[Entries from a pointing dataset]
"""
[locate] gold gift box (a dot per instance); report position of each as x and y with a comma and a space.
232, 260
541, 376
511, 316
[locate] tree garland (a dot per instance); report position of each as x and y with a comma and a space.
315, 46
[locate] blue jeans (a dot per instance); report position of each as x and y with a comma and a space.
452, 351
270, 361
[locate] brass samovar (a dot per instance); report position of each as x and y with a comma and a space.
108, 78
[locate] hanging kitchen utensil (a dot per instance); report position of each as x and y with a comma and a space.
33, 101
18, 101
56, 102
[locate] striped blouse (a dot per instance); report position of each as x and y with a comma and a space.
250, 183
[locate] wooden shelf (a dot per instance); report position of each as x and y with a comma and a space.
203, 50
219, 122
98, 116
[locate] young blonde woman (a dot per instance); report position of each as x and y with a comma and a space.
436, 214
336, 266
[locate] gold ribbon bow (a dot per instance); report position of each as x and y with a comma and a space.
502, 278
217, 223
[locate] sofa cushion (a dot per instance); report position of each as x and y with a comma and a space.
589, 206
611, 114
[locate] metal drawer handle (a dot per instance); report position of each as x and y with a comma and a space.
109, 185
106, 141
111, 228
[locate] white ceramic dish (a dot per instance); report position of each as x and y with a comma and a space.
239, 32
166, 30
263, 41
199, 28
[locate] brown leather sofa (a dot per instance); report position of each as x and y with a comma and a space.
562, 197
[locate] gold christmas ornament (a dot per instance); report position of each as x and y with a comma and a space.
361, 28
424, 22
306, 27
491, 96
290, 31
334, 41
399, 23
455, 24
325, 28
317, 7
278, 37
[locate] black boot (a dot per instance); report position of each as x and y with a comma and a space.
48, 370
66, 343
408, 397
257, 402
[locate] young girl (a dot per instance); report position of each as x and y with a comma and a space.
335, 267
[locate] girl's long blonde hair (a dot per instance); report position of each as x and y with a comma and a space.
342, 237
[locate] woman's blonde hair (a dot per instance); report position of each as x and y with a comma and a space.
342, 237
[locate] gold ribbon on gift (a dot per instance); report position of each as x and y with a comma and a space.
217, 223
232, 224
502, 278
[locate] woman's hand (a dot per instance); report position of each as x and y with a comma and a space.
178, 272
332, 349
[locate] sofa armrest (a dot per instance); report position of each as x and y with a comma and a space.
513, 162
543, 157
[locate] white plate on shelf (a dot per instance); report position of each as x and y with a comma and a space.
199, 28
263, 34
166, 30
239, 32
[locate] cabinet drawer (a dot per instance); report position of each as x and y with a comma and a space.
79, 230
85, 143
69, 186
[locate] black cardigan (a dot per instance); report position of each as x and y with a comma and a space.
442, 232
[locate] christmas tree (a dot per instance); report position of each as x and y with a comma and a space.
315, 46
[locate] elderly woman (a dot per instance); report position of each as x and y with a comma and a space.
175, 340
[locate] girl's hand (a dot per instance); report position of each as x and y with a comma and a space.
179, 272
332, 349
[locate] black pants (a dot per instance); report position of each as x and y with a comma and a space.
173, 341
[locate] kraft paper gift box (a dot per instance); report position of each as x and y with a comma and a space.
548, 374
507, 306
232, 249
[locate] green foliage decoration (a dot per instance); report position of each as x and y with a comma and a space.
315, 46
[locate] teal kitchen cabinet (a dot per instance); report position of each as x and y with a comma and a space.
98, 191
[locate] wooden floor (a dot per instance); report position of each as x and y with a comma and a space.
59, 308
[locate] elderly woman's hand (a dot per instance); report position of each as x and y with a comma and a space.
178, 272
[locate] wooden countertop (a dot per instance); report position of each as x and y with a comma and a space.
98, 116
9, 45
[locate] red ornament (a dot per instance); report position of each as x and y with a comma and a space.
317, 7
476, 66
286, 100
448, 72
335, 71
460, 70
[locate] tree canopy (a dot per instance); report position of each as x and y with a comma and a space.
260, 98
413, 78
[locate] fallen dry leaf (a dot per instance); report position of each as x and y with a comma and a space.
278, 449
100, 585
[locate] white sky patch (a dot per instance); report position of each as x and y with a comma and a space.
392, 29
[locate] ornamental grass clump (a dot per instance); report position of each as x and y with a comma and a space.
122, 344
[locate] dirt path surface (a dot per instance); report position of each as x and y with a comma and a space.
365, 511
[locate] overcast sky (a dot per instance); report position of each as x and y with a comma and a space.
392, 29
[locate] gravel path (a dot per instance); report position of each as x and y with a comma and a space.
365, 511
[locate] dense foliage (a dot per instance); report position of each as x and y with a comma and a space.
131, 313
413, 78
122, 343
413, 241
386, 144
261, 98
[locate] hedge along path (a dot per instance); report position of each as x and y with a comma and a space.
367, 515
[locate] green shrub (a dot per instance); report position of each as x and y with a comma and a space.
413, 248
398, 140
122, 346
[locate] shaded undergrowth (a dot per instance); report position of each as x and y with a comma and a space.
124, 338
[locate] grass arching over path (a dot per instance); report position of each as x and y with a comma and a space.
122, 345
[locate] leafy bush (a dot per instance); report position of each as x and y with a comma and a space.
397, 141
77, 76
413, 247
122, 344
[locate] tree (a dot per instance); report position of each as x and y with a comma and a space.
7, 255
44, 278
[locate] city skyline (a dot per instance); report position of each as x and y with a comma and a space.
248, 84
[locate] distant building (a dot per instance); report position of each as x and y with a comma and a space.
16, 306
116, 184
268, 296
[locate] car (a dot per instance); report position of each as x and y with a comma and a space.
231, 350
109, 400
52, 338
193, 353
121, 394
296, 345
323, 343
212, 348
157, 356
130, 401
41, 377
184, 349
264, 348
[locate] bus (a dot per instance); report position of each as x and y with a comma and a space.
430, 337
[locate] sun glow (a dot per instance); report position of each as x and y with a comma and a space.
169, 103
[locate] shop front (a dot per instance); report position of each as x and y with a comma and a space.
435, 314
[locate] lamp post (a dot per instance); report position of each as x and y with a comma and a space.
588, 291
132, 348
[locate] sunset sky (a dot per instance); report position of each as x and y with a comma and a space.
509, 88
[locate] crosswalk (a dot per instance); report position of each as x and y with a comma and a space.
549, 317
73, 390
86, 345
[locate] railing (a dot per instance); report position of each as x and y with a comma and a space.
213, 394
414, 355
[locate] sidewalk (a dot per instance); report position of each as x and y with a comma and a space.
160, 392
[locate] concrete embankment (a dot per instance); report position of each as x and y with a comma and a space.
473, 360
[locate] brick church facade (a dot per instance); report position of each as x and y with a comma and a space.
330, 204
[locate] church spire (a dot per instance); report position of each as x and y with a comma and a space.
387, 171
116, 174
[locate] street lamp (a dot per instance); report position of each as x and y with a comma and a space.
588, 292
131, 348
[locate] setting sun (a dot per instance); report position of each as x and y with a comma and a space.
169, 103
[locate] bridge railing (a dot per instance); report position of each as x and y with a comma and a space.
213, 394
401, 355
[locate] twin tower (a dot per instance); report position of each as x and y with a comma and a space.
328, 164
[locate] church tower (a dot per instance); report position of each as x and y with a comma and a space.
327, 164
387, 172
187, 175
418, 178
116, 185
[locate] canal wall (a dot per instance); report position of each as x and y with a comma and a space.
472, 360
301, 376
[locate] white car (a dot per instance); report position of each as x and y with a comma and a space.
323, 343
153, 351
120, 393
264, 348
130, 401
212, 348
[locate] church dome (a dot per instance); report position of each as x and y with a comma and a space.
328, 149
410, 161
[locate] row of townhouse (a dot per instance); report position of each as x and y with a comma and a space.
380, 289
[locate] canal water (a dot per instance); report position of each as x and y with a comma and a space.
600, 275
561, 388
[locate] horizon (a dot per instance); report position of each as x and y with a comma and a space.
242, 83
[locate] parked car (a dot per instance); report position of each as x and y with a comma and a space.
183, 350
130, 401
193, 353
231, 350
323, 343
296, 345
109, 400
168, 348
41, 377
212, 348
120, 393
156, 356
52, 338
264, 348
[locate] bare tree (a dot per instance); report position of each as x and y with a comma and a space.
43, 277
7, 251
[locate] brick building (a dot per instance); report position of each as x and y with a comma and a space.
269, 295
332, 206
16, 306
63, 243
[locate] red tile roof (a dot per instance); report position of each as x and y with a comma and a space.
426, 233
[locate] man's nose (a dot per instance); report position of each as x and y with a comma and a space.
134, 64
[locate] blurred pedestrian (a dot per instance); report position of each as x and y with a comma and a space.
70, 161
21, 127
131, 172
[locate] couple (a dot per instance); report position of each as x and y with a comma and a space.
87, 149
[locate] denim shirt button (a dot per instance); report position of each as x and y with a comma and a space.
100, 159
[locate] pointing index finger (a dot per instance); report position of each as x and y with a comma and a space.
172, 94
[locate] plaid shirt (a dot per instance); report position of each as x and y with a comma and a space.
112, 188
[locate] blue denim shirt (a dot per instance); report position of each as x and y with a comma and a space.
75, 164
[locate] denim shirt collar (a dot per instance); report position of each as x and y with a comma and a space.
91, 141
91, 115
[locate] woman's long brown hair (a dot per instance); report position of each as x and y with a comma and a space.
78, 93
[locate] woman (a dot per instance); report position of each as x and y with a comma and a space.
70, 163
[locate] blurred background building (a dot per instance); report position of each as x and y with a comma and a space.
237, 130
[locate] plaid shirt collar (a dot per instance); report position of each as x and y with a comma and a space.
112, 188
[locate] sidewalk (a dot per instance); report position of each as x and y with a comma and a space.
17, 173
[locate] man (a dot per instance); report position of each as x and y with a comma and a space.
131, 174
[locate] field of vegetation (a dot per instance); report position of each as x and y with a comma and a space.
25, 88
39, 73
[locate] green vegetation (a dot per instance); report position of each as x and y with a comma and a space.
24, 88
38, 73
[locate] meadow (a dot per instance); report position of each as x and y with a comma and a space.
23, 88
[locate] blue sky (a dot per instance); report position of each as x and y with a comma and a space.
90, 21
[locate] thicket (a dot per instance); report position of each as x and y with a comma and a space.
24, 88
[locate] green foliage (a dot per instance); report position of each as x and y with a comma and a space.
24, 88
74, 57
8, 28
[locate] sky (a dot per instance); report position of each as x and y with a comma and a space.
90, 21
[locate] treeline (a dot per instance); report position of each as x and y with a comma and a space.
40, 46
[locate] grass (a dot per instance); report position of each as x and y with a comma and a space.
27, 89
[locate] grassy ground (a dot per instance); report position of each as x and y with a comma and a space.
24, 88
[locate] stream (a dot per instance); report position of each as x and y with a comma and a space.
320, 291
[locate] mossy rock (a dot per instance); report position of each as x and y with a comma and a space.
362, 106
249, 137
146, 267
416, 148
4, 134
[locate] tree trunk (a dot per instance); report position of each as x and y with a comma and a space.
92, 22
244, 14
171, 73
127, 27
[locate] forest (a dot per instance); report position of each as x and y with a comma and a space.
"""
Exercise goal:
Give back exactly the lines that run from the line with "[locate] blurred background" through the close of the material, counting both ends, and nothing more.

Final answer:
[locate] blurred background building (a dot per instance); report position of each as x and y with a comma and a space.
237, 130
[locate] plaid shirt collar (a dot per instance); report position of each as x and y with a comma and a space.
112, 188
[locate] sidewalk (a dot per instance); report position of each as x and y with a comma and a space.
17, 173
[locate] man (a dot per instance); report position of each as x and y with a comma and a space.
131, 174
[locate] field of vegetation (a dot per instance); report position of each as x and y with a comma and a space.
25, 88
39, 73
[locate] green vegetation (a dot per instance); report position of each as x and y with a comma and a space.
24, 88
38, 73
[locate] meadow (a dot per instance); report position of each as x and y with a comma and a space.
23, 88
[locate] blue sky (a dot per instance); report position of each as x and y with a comma and a space.
90, 21
[locate] thicket (a dot per instance); report position of each as x and y with a comma and a space.
24, 88
[locate] green foliage (a dot per instance); report position of each as x and y with a comma and a space.
24, 88
74, 57
8, 28
[locate] sky (a dot per instance); report position of each as x and y with a comma and a space.
90, 21
[locate] treeline (a dot per instance); report position of each as x and y with a comma and a space.
40, 46
[locate] grass (a dot per instance); report position of each as x and y with a comma and a space.
27, 89
[locate] grassy ground (a dot per instance); report position of each as x and y with a comma and a space.
24, 88
[locate] stream (a dot per instance); report position of each as x and y with a comma and a space.
320, 291
[locate] mossy rock (a dot per instance); report position of each as x and y with a comma and a space.
362, 106
249, 137
146, 267
416, 148
4, 134
[locate] tree trunk (a dot per instance); report position of each as x and y with a comma and a space.
92, 22
244, 14
171, 73
127, 27
[locate] forest (a dot per instance); report position of each as x and y with a comma and a space.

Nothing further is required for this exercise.